GIVEN REQUEST> Word for word, transcribe the lines from the one containing "Each instance gets a single point. Label the cabinet" through the end of the entries, both included, and nothing else.
###
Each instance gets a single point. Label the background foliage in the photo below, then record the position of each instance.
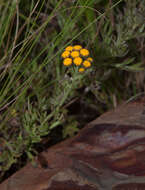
(43, 102)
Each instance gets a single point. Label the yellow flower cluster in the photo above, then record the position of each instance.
(78, 56)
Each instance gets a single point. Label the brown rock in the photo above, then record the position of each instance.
(108, 154)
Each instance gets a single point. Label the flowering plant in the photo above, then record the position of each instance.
(78, 56)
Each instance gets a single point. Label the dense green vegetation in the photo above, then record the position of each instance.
(38, 94)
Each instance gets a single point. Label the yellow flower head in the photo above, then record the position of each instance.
(77, 61)
(77, 55)
(69, 48)
(77, 47)
(81, 70)
(74, 54)
(65, 54)
(67, 61)
(86, 63)
(84, 52)
(90, 59)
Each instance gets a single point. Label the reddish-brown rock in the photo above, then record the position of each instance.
(108, 154)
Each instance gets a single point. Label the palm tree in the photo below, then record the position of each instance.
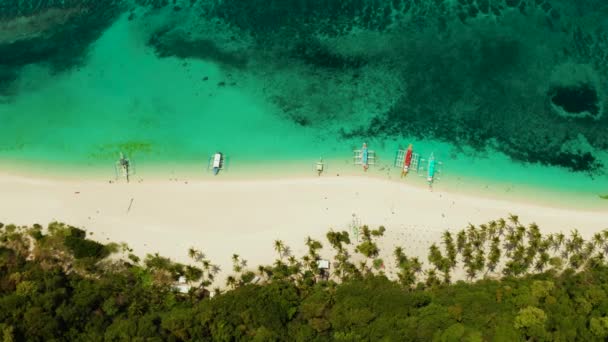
(231, 282)
(492, 229)
(279, 246)
(431, 278)
(598, 239)
(559, 240)
(542, 261)
(450, 248)
(494, 257)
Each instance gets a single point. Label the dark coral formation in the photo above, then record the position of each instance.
(50, 31)
(576, 100)
(470, 72)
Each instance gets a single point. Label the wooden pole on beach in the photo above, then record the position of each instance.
(130, 204)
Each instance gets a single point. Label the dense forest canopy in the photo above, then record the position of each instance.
(55, 284)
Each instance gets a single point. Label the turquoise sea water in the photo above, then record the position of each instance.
(175, 110)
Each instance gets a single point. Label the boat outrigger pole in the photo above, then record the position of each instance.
(124, 165)
(431, 170)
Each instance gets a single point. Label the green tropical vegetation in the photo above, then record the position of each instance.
(500, 281)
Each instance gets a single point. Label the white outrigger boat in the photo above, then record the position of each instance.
(124, 168)
(217, 162)
(433, 169)
(364, 157)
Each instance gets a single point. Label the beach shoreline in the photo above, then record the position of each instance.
(304, 169)
(222, 216)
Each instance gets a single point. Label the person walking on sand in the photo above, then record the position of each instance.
(124, 164)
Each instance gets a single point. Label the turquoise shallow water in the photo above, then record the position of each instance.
(164, 111)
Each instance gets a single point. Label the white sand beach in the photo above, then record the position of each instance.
(222, 217)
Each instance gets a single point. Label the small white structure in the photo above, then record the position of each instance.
(319, 166)
(217, 162)
(323, 264)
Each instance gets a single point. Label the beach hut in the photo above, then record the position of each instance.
(320, 166)
(217, 162)
(323, 266)
(182, 286)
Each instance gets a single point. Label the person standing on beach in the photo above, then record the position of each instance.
(364, 157)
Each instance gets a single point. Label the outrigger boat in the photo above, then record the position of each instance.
(124, 168)
(364, 157)
(407, 160)
(217, 162)
(434, 168)
(319, 166)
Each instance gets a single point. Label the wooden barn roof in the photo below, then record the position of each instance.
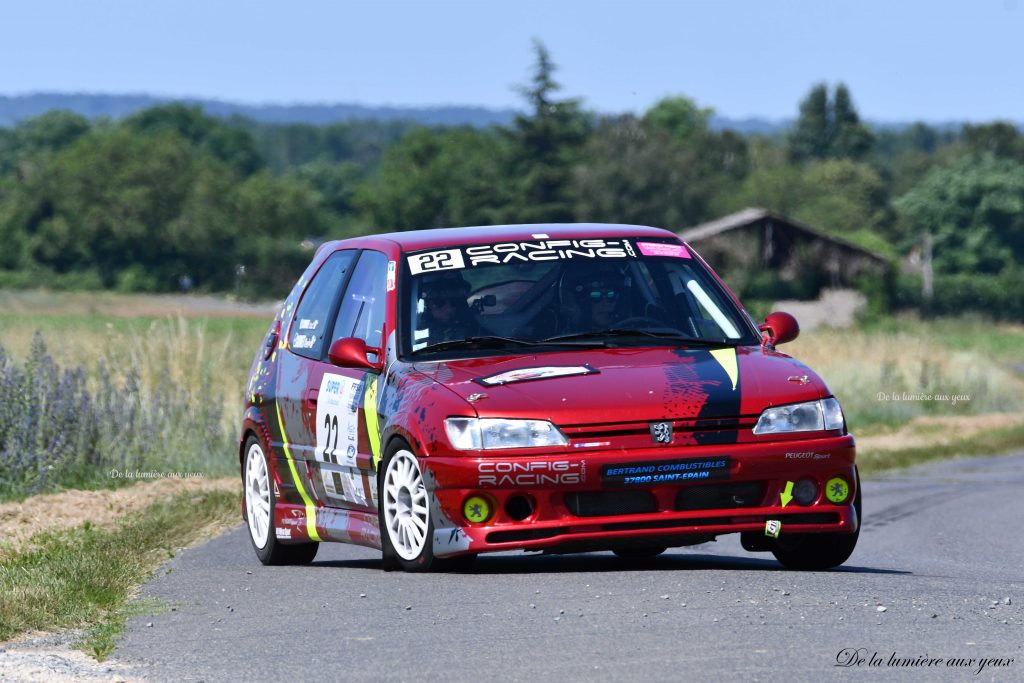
(754, 215)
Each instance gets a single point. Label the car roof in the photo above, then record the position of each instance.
(415, 240)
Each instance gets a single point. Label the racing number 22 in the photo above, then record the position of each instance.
(436, 260)
(331, 425)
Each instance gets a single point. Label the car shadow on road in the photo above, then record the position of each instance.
(602, 562)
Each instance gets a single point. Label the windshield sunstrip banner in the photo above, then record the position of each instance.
(521, 252)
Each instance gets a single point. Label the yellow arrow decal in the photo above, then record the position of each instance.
(786, 494)
(727, 358)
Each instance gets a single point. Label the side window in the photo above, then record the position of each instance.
(361, 312)
(309, 325)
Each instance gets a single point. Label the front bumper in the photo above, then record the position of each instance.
(609, 499)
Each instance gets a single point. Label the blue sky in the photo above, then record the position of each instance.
(903, 59)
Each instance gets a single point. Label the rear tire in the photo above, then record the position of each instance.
(403, 514)
(814, 552)
(260, 505)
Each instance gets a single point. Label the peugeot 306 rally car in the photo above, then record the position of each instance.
(562, 388)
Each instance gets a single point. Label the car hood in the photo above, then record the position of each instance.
(630, 384)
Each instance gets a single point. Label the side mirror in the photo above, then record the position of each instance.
(351, 352)
(780, 327)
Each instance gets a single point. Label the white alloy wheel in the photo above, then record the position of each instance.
(406, 513)
(257, 496)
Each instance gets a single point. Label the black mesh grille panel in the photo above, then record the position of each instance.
(721, 496)
(599, 503)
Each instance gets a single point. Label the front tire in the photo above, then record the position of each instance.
(407, 527)
(260, 505)
(815, 552)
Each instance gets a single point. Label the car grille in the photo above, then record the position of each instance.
(598, 503)
(619, 429)
(721, 497)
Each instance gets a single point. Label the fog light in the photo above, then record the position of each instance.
(837, 489)
(476, 509)
(805, 492)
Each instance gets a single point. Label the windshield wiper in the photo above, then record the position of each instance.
(482, 341)
(493, 341)
(636, 332)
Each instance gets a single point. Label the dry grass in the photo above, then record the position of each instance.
(888, 378)
(53, 512)
(158, 336)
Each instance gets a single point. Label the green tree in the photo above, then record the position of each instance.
(437, 178)
(999, 139)
(634, 172)
(844, 197)
(680, 116)
(975, 211)
(828, 129)
(544, 145)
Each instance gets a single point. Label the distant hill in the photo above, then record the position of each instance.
(18, 108)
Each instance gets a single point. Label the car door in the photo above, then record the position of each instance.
(299, 367)
(344, 398)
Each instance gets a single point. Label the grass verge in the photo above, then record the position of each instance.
(86, 577)
(993, 442)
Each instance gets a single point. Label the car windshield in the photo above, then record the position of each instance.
(488, 299)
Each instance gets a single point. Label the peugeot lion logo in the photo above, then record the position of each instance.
(660, 432)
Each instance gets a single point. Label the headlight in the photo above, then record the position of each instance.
(487, 433)
(812, 416)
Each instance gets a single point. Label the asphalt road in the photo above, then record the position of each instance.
(941, 551)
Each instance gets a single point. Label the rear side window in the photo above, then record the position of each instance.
(361, 312)
(309, 326)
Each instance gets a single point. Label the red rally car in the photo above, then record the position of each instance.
(562, 388)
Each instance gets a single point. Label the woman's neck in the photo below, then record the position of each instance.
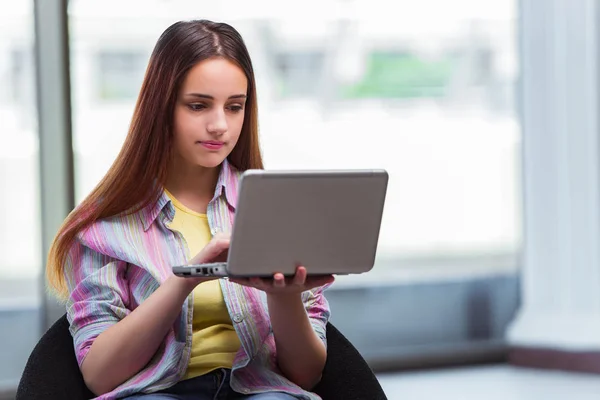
(193, 186)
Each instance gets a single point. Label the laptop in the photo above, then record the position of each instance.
(327, 221)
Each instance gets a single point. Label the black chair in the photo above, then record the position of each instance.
(52, 373)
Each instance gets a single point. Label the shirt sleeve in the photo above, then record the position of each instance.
(98, 295)
(317, 308)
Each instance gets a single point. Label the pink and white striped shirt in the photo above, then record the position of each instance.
(118, 262)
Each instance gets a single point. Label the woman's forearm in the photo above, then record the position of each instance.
(301, 354)
(125, 348)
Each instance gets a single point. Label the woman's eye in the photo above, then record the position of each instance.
(235, 108)
(196, 107)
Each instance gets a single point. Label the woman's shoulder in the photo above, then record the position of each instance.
(104, 234)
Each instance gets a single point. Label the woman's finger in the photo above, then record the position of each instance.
(300, 276)
(278, 280)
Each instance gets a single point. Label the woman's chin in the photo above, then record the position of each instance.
(210, 162)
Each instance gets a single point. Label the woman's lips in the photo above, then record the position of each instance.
(212, 145)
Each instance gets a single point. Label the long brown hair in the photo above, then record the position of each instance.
(136, 178)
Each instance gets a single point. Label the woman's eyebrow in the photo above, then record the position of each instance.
(207, 96)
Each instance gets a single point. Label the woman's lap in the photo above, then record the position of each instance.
(269, 396)
(207, 387)
(166, 396)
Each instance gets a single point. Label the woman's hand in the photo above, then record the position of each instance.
(214, 251)
(280, 285)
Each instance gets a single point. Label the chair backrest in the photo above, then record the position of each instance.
(52, 373)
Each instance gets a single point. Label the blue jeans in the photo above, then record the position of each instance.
(212, 386)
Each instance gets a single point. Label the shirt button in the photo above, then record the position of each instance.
(238, 318)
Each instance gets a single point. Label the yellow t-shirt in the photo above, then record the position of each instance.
(214, 341)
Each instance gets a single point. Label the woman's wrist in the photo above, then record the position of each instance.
(184, 286)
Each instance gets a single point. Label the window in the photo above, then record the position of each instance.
(427, 94)
(120, 74)
(432, 103)
(20, 242)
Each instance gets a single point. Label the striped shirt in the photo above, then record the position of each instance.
(118, 262)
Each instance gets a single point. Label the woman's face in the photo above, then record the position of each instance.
(209, 112)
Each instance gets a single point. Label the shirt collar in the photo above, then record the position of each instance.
(227, 185)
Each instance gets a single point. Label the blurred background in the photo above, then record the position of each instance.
(455, 101)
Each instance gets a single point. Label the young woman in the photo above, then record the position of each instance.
(170, 197)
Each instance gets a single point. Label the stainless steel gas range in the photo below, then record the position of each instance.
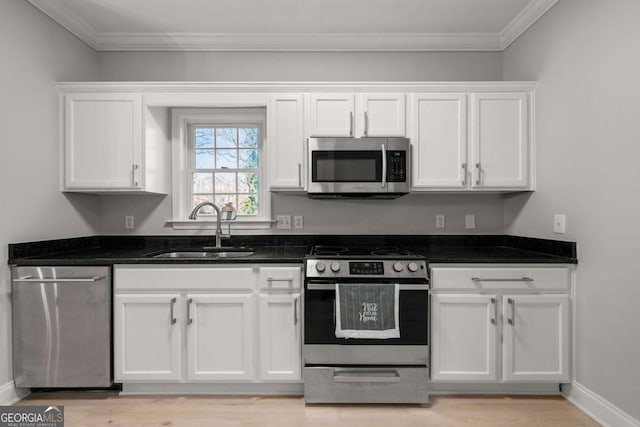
(351, 285)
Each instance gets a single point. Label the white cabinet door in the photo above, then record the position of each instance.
(381, 114)
(536, 338)
(463, 337)
(500, 140)
(286, 142)
(219, 337)
(103, 141)
(331, 114)
(147, 337)
(280, 344)
(439, 141)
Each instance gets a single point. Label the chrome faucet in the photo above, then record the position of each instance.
(194, 215)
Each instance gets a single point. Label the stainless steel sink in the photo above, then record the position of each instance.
(214, 253)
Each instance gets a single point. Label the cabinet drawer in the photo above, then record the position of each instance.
(280, 277)
(478, 278)
(179, 277)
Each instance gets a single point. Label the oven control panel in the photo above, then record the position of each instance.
(414, 268)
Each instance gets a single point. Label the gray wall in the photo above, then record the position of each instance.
(414, 214)
(585, 55)
(36, 53)
(300, 66)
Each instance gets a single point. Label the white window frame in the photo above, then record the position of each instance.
(182, 118)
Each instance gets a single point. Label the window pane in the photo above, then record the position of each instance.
(226, 159)
(248, 159)
(248, 137)
(223, 199)
(205, 210)
(203, 138)
(248, 182)
(226, 137)
(204, 159)
(247, 204)
(203, 183)
(225, 183)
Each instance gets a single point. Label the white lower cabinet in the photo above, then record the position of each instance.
(169, 327)
(500, 325)
(280, 337)
(148, 339)
(219, 337)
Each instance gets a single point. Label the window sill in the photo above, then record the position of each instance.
(210, 224)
###
THE ANSWER>
Each instance gets a single point. Label the cabinet drawer in the photo above, then record the position of each instance.
(280, 277)
(478, 278)
(179, 277)
Each instance gets a single point. Label the oven control panel in the photo above, then record the position of each instance.
(414, 268)
Each instance gets a single point. Label the gray wall in the photo above, then record the position of each instance.
(414, 214)
(585, 55)
(36, 53)
(300, 66)
Each instance gets a single point. Label the white window frame in the photo above, then record the position of each instance.
(182, 118)
Each instance gets a single point. Label the window pane in the photo above, then record the position of each instance.
(226, 159)
(248, 159)
(248, 137)
(223, 199)
(205, 210)
(203, 138)
(248, 182)
(226, 137)
(204, 159)
(247, 204)
(203, 183)
(225, 183)
Each instance gets a single point. Label the white lower cabinet in the photo above, then record the position of each instance.
(169, 327)
(500, 325)
(280, 337)
(148, 339)
(219, 337)
Each instance gets a single point. Label the window sill in the photo above, then record the position of each instance.
(210, 224)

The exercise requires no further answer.